> [Problem statement]: Retype, word for word, only the lines from the one with "Query: street" through the last line of the data below.
****
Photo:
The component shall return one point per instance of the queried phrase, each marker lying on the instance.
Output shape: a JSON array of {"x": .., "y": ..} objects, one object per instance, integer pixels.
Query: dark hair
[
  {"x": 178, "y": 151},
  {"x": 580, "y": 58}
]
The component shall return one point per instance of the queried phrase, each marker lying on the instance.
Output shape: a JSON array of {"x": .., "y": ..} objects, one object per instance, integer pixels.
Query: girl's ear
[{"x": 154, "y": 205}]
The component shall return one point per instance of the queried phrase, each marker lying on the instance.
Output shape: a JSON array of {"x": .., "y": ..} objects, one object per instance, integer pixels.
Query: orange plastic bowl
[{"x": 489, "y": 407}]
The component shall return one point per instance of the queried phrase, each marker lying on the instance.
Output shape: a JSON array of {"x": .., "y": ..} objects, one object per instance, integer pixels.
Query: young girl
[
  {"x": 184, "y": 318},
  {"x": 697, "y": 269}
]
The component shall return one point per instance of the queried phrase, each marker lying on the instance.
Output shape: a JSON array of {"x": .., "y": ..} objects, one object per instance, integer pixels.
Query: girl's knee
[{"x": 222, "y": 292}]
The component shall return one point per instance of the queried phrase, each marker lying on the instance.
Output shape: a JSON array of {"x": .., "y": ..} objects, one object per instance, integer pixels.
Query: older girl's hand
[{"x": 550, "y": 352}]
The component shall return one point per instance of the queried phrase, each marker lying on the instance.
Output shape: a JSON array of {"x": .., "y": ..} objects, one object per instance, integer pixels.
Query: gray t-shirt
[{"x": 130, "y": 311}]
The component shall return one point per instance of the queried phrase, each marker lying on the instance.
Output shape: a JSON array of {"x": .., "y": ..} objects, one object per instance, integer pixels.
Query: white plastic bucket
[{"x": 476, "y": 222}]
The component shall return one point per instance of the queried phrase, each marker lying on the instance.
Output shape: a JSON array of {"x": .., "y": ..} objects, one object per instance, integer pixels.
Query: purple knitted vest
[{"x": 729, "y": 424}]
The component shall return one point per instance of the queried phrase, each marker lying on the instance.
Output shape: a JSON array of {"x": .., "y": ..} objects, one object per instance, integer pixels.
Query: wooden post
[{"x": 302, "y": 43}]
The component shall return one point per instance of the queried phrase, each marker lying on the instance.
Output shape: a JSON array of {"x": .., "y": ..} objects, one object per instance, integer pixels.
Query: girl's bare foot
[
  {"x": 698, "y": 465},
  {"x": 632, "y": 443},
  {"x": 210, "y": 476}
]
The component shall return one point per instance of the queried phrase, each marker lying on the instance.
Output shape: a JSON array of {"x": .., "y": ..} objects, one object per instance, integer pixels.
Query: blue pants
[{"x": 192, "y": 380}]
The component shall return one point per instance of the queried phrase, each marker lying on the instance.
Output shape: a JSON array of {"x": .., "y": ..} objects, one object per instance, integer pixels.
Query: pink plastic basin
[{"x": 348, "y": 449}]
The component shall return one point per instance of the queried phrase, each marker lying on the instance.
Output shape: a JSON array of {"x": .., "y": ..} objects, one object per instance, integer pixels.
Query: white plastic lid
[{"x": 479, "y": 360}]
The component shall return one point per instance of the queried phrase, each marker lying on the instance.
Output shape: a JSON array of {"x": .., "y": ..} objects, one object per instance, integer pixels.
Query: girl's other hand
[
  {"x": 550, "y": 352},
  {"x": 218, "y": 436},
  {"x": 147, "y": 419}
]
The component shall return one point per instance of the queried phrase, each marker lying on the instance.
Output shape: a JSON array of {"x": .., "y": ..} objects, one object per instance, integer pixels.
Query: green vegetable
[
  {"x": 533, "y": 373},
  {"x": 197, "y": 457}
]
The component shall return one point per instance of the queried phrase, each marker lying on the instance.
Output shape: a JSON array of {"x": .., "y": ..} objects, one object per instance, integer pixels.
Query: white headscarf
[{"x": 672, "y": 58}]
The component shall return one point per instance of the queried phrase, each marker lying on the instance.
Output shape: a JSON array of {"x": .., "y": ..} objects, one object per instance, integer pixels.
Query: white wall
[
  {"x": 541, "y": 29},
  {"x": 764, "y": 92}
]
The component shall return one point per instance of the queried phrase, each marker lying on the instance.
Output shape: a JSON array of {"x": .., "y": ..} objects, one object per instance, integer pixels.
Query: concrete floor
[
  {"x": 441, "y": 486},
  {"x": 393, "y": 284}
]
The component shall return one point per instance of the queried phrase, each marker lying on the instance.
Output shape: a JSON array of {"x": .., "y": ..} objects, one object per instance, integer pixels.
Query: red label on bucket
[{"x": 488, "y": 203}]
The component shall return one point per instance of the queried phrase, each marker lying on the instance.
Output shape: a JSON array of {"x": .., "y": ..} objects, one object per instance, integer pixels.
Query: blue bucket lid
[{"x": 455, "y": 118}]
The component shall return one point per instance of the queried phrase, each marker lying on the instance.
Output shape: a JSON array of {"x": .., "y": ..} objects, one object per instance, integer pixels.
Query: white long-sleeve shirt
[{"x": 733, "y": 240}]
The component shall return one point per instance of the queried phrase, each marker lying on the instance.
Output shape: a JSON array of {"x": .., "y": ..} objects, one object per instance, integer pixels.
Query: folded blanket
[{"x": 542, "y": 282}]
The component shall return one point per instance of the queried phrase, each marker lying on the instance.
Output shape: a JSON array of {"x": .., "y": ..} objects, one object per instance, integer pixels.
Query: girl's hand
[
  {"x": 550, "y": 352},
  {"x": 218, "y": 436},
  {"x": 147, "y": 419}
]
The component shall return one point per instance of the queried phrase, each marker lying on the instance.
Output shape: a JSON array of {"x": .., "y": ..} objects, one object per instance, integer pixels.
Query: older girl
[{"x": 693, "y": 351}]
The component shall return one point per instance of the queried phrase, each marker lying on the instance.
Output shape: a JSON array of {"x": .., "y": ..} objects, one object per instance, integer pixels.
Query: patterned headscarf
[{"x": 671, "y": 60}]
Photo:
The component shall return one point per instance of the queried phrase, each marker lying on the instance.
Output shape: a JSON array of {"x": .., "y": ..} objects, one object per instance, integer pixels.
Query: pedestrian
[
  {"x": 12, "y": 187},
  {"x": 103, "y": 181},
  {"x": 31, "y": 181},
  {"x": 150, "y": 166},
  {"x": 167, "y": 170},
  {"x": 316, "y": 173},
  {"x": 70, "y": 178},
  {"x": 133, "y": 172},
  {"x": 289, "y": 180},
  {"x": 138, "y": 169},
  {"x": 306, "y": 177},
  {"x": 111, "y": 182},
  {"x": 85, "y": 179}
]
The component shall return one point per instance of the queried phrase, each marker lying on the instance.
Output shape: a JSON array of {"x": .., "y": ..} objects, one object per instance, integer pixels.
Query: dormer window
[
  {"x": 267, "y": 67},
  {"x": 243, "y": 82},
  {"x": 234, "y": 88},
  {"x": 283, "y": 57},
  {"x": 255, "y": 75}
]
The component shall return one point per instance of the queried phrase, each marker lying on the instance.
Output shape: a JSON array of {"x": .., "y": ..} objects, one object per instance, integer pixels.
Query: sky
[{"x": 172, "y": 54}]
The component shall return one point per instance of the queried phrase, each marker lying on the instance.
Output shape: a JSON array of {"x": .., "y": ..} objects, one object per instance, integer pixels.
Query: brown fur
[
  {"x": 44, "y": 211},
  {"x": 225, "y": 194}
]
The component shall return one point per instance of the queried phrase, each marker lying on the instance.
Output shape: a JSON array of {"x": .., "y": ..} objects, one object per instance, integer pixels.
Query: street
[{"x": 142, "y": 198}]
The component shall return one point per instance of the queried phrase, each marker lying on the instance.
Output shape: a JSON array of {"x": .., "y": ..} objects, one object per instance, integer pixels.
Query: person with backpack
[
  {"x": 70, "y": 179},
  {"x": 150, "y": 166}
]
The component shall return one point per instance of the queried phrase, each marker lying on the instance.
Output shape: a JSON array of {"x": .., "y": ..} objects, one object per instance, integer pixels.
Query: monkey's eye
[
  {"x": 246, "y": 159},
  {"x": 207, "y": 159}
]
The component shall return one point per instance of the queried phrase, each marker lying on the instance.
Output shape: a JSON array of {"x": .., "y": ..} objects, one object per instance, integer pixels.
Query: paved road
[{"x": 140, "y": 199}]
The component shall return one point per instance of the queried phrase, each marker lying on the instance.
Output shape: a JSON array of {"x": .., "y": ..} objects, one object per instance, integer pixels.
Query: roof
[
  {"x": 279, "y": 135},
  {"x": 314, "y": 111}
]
****
> [Exercise output]:
Query: street
[{"x": 142, "y": 198}]
The component shall return one point per instance of the queried phrase, each marker lying on the instance.
Output shape: a JSON array of {"x": .., "y": ..} objects, one object per instance, integer pixels.
Query: person with backpack
[
  {"x": 70, "y": 179},
  {"x": 150, "y": 166}
]
The component shall return one point per instance of the queried phrase, each marker lying on the instance.
Output shape: a JSON array of {"x": .., "y": ..} objects, one object per instance, integer pixels.
Query: monkey's eye
[
  {"x": 246, "y": 159},
  {"x": 207, "y": 159}
]
The component shall return one point per instance of the queried phrase, each marker lying on the instance.
Output shape: a JSON array of {"x": .., "y": ..} objects, one object per instance, integer pixels.
Query: paved road
[{"x": 140, "y": 199}]
The component shall return one point per instance of the queried phrase, each marker lying on the instance.
Output shape: a JSON array of {"x": .., "y": ..} objects, one object per instance, integer pixels.
Query: roof
[
  {"x": 279, "y": 135},
  {"x": 314, "y": 111}
]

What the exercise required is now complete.